━━ TEXTE PRÉSENTÉ ━━

Ce n’est pas lui, ni les autres grands médias français qui, par exemple, rappelleraient que la Constitution bolivarienne prévoit la possibilité d’un référendum révocatoire à mi-mandat. Procédure unique au monde, à laquelle Chavez s’est déjà soumis en 2005 et à laquelle il devrait à nouveau se soumettre en 2010 si les électeurs le décidaient. Voilà une réforme constitutionnelle à suggérer à Nicolas Sarkozy pour mettre la France au même niveau d’exigence démocratique que le Venezuela...

 

Une photo de l’agence Reuters montre un Chavez solitaire émergeant, narquois, de son château-fort. Le titre : "Chavez se verrait bien en président à vie". Les intertitres (de la rédaction) : "caudillo" et "insécurité". Les témoins cités parlent de “caudillisme”. La Révolution bolivarienne est un “castrisme new-look”. Voilà ce que Libération offre à ses lecteurs, le 14 février 2009, en guise d´information préalable sur le scrutin que vient de remporter le peuple bolivarien avec une marge éclatante, et cela au bout de dix ans de révolution [1].

En 2006, ce journal inventait déjà de toutes pièces l´”antisémitisme” de Chavez au moyen d´un trucage de texte décrypté en détail par l´association Acrimed [2]. Cette fois, un certain Gérard Thomas met en doute la victoire populaire au référendum du dimanche 15 février au motif qu´une “puissante” “Union bolivarienne des étudiants” aurait décidé d´appuyer le “non” de droite. Le problème est que nul n´a jamais vu l´organisation dont il parle.

━━━
━━ ITEMS EXTRAITS ━━

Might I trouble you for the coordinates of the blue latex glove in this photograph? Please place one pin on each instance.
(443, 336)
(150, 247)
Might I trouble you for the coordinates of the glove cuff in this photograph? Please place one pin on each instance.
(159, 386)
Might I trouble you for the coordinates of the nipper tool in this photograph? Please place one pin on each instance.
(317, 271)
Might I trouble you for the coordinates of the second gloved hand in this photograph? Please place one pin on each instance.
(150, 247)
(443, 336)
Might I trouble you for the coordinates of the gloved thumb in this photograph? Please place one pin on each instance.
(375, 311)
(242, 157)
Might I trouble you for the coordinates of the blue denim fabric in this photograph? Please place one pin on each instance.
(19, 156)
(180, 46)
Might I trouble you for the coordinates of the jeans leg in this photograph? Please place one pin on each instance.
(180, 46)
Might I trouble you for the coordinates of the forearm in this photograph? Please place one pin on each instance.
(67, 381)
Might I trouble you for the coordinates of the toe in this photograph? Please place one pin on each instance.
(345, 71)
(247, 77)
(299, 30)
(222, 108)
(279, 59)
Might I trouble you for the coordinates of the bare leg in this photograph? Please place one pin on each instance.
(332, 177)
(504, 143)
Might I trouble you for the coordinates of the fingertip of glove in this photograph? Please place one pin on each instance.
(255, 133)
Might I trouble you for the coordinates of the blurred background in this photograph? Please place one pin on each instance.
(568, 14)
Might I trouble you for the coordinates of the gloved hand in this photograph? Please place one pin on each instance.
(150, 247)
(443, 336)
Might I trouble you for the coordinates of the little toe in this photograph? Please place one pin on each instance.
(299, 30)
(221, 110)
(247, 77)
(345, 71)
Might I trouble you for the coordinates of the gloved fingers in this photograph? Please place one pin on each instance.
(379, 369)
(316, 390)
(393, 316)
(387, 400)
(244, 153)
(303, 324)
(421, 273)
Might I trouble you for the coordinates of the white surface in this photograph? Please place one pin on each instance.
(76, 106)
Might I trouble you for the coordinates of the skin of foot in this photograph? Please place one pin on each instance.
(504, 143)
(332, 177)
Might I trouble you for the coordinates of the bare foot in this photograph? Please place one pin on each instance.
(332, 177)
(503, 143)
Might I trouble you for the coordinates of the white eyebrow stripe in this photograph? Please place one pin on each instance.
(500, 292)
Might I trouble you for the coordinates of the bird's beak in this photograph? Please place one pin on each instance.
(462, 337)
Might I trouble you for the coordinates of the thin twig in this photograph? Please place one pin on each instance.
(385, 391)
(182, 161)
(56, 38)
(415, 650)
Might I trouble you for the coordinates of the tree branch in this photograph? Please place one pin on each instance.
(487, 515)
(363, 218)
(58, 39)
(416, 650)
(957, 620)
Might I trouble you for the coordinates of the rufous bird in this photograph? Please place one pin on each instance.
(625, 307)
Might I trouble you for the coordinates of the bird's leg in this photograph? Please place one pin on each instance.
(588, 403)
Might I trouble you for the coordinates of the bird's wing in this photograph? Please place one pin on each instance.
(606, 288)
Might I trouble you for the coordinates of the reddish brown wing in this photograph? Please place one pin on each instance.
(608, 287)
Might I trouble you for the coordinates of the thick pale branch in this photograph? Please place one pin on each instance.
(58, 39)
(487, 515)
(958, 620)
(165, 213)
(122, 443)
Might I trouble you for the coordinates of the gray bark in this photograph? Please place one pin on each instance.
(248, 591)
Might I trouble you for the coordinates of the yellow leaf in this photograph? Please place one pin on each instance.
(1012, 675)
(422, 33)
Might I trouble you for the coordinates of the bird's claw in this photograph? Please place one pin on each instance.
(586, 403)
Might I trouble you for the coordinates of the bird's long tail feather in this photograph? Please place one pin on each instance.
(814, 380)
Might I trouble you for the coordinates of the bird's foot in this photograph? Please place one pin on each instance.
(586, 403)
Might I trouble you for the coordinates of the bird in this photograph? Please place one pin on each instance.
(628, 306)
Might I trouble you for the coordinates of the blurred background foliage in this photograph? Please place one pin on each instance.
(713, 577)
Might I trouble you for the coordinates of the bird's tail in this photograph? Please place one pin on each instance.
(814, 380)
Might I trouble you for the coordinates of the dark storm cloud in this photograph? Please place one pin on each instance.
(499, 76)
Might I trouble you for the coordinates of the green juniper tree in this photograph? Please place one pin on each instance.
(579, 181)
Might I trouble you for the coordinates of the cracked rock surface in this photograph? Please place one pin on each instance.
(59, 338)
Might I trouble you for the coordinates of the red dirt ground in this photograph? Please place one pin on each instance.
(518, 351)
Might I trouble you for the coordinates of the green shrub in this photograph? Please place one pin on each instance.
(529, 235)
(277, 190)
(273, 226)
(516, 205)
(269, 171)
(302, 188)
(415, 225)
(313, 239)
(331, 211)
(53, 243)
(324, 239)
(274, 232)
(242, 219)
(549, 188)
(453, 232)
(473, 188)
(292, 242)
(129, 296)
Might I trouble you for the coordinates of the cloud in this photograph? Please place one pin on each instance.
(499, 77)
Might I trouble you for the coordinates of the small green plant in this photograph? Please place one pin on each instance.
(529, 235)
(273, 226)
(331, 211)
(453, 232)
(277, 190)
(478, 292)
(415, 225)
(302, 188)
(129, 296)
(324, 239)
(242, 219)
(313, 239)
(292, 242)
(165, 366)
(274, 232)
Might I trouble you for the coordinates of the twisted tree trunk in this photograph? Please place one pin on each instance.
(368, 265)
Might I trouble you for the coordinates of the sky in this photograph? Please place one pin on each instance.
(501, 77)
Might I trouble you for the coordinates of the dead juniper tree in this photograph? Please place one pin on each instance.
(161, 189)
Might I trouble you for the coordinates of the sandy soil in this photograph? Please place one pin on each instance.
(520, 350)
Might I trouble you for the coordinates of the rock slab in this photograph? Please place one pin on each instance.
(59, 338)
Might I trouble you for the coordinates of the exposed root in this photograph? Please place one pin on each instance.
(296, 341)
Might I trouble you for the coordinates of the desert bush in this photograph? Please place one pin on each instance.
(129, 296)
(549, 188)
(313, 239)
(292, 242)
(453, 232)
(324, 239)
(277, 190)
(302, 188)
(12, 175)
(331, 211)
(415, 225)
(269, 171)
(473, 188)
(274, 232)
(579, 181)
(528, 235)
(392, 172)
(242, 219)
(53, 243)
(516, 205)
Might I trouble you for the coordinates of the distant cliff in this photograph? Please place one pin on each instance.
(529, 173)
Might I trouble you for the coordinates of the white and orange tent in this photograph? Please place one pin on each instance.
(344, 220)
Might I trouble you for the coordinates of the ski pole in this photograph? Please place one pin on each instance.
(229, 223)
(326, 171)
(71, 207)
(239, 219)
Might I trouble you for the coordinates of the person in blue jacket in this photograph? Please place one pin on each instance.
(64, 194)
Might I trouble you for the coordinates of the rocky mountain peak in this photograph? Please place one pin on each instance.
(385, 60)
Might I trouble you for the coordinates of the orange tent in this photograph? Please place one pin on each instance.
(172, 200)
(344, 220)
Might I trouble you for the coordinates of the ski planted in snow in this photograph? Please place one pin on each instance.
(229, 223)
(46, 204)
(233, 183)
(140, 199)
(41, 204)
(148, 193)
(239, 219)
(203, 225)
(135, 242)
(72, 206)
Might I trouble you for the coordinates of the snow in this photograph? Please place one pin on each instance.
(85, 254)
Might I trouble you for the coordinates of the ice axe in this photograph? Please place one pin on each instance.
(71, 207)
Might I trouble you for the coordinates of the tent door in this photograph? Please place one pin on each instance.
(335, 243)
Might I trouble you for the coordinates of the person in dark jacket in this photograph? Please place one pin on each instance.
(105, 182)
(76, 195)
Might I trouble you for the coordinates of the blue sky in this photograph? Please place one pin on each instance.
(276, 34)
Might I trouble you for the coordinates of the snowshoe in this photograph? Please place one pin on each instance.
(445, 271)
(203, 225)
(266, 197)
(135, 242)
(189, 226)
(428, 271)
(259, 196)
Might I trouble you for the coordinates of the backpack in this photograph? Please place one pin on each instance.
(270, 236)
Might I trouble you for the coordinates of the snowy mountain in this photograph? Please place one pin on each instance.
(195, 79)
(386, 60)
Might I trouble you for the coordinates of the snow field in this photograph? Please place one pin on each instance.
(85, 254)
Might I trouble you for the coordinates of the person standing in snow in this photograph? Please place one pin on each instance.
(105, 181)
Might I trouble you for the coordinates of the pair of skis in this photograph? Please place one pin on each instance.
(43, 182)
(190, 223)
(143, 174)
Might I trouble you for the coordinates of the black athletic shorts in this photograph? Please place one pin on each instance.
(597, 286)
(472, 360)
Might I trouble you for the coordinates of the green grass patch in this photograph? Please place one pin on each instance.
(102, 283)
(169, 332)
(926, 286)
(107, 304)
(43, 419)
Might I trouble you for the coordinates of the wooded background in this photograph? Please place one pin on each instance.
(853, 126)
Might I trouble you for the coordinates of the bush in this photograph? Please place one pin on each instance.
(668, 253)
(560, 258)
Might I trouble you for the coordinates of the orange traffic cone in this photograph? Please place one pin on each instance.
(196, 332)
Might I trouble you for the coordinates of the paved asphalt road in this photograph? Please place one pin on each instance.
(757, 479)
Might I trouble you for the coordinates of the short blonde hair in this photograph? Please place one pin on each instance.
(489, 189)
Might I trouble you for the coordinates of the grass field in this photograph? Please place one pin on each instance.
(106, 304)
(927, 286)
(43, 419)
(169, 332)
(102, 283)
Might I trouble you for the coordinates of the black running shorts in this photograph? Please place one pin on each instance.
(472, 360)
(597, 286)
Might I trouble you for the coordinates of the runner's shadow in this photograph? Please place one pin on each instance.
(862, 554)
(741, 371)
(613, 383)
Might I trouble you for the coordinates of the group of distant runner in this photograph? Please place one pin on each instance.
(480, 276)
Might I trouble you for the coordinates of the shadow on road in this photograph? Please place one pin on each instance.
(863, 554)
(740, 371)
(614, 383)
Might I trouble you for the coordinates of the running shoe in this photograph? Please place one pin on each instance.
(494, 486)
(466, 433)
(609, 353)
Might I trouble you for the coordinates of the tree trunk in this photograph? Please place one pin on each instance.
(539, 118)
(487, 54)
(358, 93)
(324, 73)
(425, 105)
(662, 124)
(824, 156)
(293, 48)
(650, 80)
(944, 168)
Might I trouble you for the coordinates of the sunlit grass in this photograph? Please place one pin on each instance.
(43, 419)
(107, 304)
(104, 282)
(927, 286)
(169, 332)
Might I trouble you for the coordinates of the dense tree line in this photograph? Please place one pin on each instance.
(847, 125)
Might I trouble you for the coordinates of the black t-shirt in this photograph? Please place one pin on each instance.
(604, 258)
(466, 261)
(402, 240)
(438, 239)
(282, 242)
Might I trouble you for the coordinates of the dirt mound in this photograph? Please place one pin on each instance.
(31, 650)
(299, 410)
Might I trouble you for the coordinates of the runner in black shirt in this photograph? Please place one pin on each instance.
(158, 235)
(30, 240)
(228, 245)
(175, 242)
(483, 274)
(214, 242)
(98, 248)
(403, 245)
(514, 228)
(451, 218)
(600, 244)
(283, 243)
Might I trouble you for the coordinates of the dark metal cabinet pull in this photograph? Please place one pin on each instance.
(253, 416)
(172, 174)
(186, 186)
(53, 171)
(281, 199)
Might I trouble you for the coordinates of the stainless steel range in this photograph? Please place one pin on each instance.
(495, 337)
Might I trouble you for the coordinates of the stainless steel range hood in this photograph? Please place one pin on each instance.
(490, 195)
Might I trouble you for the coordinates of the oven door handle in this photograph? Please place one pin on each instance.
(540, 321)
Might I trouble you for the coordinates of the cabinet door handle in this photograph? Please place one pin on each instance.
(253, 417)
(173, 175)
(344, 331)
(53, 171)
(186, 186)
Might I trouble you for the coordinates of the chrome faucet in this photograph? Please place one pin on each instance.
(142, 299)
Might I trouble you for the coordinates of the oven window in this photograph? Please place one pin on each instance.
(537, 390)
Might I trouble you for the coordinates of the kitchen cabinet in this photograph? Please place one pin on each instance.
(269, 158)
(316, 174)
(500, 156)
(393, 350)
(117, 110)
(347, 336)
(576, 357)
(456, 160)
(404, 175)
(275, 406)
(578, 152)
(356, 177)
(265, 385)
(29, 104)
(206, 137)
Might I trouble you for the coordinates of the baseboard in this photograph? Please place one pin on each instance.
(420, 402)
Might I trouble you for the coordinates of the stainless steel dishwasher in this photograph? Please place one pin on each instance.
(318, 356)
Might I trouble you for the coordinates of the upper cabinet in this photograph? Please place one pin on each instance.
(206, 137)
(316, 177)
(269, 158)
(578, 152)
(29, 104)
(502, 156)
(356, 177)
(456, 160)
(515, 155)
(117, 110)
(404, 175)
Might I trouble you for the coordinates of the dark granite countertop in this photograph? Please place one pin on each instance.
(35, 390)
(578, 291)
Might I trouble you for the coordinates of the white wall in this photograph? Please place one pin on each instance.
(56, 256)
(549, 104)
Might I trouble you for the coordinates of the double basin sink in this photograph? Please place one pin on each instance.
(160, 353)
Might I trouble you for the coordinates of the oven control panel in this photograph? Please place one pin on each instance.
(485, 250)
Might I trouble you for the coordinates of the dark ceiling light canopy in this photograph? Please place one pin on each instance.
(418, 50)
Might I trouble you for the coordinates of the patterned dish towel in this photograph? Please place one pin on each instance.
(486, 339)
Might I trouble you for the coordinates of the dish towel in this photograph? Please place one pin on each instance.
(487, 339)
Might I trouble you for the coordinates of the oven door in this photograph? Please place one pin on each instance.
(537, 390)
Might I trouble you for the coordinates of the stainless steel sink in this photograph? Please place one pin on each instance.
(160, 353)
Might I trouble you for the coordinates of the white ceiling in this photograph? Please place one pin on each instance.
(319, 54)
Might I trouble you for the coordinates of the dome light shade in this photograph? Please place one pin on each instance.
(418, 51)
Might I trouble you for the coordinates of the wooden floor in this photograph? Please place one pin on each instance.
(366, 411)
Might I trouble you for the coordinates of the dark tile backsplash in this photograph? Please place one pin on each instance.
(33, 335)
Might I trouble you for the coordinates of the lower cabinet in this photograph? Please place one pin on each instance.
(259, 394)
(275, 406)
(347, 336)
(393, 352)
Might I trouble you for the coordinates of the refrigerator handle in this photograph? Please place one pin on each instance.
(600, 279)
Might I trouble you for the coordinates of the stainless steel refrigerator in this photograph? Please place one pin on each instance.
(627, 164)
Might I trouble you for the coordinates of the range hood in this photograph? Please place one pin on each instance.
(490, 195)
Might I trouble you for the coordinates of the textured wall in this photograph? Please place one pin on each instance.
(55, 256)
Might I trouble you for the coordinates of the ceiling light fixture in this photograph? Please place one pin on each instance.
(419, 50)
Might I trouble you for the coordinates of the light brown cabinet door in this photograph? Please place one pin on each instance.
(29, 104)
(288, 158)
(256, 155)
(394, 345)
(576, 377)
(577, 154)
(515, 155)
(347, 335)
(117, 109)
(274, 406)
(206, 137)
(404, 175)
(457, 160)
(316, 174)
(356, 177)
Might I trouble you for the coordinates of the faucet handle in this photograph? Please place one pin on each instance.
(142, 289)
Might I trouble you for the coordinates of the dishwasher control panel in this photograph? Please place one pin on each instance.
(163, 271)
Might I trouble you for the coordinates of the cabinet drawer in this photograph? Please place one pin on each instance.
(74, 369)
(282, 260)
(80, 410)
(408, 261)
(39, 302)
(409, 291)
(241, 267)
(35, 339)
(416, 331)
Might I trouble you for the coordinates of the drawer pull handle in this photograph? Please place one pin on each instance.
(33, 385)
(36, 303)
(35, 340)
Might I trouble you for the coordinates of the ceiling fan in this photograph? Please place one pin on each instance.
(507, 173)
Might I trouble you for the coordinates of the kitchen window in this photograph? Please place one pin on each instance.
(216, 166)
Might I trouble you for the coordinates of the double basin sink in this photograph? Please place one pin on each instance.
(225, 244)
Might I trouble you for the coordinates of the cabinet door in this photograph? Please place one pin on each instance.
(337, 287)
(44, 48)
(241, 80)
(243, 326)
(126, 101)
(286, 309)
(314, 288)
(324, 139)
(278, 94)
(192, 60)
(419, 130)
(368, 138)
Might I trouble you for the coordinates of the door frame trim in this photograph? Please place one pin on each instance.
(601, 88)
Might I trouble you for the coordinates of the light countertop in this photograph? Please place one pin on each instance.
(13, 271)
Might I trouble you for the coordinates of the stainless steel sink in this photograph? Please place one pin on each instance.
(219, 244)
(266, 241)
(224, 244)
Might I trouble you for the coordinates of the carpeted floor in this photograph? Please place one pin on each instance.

━━━

TRAVAIL DEMANDÉ:
(A) Dans le texte sur Chavez et la presse française, recopiez le passage qui s'ouvre sur les mots « Une photo de » et se ferme sur « ans de révolution [1]. », en substituant « souriant » à « narquois ».
(B) Reprenez le texte sur Chavez et la presse française et poursuivez-le après sa dernière phrase.

RÉSULTATS PAR TÂCHE:
(A)
Une photo de l’agence Reuters montre un Chavez solitaire émergeant, souriant, de son château-fort. Le titre : "Chavez se verrait bien en président à vie". Les intertitres (de la rédaction) : "caudillo" et "insécurité". Les témoins cités parlent de “caudillisme”. La Révolution bolivarienne est un “castrisme new-look”. Voilà ce que Libération offre à ses lecteurs, le 14 février 2009, en guise d´information préalable sur le scrutin que vient de remporter le peuple bolivarien avec une marge éclatante, et cela au bout de dix ans de révolution [1].

(B)
Les médias d´opposition vénézuéliens où il puise ses informations (l´opposition détient la majorité des titres de presse, web et 80 % du spectre radio et TV) sont passé maîtres dans la manipulation internationale et dans la récupération du label “bolivarien” pour fabriquer des clones virtuels destinés à semer la confusion. Le principal mouvement étudiant au Venezuela s´appelle “Fédération bolivarienne des étudiants”. Née il y a six ans de l´explosion des Missions éducatives et de la création de l´Université bolivarienne sur l´ensemble du territoire, cette fédération représente des millions de jeunes qui ont défendu hier dans les urnes la poursuite de la démocratisation d´une université jusqu´ici réservée aux classes supérieures.

Les étudiants des universités privées, minoritaires mais ultramédiatisés, n´ont cessé de manifester leur refus de partager l´enseignement supérieur avec quelques millions de nouveaux condisciples des milieux populaires. La victoire de dimanche signe leur défaite, autant que celle des grands médias.
Gérard Thomas qualifie la démocratie venezuelienne de “castrisme new look” ? Une seconde, permettez. Après dix ans de révolution le Venezuela compte une quarantaine de partis politiques, de l´extrême-droite à l´extrême-gauche. La grande majorité des médias appartient à l´opposition. L´ONG chilienne indépendante Latinobarometro [3], qui sonde tout le continent, vient de classer le Venezuela avec un score de 80 % sur l´échelle de la conscience démocratique en Amérique latine.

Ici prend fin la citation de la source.